# [What the task asks]
Copy out only the lines from the one holding "Would you please tag the drawn dollar" through the end of the entries, inclusive, keeping every request. Multiply each x and y coordinate in the answers by 2.45 and round to the nearest whole number, with halves rounding up.

Start of Raw records

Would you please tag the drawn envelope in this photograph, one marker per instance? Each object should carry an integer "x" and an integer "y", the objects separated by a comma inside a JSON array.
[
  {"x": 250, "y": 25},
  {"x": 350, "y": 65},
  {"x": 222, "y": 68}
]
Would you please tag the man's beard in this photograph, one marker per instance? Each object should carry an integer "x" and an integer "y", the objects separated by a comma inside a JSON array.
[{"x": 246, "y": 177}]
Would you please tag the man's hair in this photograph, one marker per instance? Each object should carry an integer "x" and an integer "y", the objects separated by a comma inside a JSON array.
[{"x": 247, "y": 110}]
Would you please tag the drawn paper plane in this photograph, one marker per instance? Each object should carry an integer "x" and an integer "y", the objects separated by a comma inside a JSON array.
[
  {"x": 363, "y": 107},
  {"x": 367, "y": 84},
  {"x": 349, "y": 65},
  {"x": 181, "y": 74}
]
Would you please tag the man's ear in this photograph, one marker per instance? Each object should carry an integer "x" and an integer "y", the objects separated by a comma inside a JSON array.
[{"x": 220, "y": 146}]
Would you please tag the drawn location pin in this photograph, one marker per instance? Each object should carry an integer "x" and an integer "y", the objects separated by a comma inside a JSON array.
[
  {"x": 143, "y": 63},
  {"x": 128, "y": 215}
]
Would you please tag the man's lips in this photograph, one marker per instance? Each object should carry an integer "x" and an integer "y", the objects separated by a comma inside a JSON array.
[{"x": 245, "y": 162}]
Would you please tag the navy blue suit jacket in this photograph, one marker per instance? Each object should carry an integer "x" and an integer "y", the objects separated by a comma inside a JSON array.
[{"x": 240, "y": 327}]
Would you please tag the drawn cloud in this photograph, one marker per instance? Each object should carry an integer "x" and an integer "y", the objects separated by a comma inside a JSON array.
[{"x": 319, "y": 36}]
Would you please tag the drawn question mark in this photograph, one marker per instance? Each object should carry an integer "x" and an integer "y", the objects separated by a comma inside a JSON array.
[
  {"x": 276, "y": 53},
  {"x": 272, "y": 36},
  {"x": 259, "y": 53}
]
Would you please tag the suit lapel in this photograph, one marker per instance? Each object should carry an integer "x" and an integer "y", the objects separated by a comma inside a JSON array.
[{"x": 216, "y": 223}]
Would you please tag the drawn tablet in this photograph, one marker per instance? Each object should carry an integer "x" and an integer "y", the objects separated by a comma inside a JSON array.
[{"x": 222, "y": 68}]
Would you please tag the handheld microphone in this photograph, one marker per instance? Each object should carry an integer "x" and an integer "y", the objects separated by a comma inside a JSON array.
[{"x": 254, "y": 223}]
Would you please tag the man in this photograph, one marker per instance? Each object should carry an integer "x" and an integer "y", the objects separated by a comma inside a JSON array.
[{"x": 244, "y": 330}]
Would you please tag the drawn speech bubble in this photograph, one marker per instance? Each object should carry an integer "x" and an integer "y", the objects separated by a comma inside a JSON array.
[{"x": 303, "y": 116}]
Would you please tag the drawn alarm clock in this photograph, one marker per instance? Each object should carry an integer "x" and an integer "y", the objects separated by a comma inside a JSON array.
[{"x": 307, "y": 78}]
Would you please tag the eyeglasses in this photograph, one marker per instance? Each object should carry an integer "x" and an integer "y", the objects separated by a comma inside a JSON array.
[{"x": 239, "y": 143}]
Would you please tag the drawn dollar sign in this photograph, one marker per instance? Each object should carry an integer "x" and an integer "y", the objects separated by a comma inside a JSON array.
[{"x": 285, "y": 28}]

End of Raw records

# [Answer to the exercise]
Would you please tag the drawn dollar sign in this photograph, one marker per instance? Each object should carry an integer "x" and an integer "y", the objects separated by a comma inside a JSON array.
[{"x": 698, "y": 69}]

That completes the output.